— Task requirements —
The answer must consist of every line from the data that holds the string "rough".

Exercise input below:

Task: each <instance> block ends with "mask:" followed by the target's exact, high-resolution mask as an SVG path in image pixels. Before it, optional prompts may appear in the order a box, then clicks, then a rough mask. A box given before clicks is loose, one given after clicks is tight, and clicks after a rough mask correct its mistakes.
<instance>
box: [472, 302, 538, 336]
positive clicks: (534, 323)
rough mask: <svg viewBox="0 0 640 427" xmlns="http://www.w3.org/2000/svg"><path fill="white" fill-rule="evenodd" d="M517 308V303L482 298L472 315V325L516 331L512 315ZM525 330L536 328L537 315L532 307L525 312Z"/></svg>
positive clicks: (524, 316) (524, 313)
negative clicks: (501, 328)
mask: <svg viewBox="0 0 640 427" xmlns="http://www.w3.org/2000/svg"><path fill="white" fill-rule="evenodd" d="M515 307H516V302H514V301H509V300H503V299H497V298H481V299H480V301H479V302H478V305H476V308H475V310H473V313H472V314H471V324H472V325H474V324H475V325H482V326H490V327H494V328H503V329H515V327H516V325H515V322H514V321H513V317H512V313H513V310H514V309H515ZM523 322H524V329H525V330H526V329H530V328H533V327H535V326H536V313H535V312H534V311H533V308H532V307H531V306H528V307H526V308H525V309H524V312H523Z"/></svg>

End of Exercise input.

— Written response —
Task: each <instance> block ends with "mask:" followed by the target's exact, high-resolution mask as an SVG path in image pixels. Before it, optional prompts may appear in the order a box, then clicks, then a rough mask. A box given before clicks is loose, one given after clicks is tight, and clicks after a rough mask correct its mistakes.
rough mask: <svg viewBox="0 0 640 427" xmlns="http://www.w3.org/2000/svg"><path fill="white" fill-rule="evenodd" d="M517 308V303L482 298L472 315V325L516 331L512 315ZM525 330L536 328L537 315L532 307L525 312Z"/></svg>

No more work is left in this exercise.